- _LISTED RECORDS_
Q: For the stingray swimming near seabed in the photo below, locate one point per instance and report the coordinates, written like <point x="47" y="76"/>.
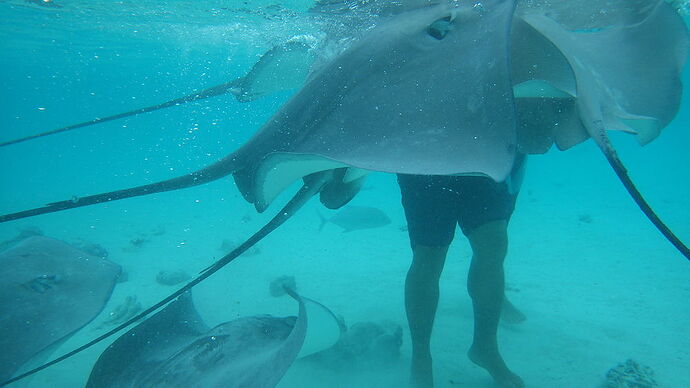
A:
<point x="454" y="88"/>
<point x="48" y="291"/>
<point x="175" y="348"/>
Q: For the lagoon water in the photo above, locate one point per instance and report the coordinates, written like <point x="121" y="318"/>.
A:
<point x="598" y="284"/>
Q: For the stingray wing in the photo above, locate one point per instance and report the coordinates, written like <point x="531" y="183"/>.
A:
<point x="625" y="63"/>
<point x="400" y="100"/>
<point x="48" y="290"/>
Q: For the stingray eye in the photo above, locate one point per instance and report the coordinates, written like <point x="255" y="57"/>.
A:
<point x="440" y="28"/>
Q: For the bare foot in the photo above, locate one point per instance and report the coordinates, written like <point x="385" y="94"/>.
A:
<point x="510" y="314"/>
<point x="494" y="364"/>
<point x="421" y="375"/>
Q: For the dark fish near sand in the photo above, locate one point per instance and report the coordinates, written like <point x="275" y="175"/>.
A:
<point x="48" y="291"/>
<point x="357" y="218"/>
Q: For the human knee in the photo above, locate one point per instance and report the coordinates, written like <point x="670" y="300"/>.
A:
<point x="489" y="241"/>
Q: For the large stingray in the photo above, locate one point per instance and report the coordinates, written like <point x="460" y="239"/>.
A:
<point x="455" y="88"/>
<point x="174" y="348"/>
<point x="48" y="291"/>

- _WHAT TO DO_
Rewrite every item above with each "stingray" changed to "ray" and everything else left as it is. Omit the pictures from your answer.

- _FULL RESPONSE_
Q: For the ray swimming near seabed in the photo below, locate one point per instance and report the coordinates, written like <point x="47" y="76"/>.
A:
<point x="454" y="88"/>
<point x="48" y="291"/>
<point x="175" y="348"/>
Q: For the lagoon water in the photo above, locate one point per instance and report the coordinates, written like <point x="121" y="318"/>.
A:
<point x="598" y="284"/>
Q: For the ray wing in the photo above, locate one point per instance and report the coordinates, written like <point x="531" y="183"/>.
A:
<point x="625" y="63"/>
<point x="400" y="100"/>
<point x="48" y="290"/>
Q: For the ray eye in the photo above, locate one point per instance and report the coordinates, written like <point x="255" y="57"/>.
A:
<point x="440" y="28"/>
Q: For the bare foot in the photo above, locate one point per instance and report the coordinates, written like <point x="385" y="94"/>.
A:
<point x="510" y="314"/>
<point x="494" y="364"/>
<point x="421" y="375"/>
Q: For the dark fish near sand in the photo above, locate one point per instance and report the coordinates, written like <point x="275" y="175"/>.
A:
<point x="48" y="291"/>
<point x="357" y="218"/>
Q: For the human knee in the photo above, locate one point per instance and report the coordinates, written like <point x="670" y="300"/>.
A:
<point x="489" y="241"/>
Q: For the large ray in the photo above, locate one point per instance and report the coordinates, written like <point x="460" y="239"/>.
A:
<point x="455" y="88"/>
<point x="174" y="348"/>
<point x="48" y="291"/>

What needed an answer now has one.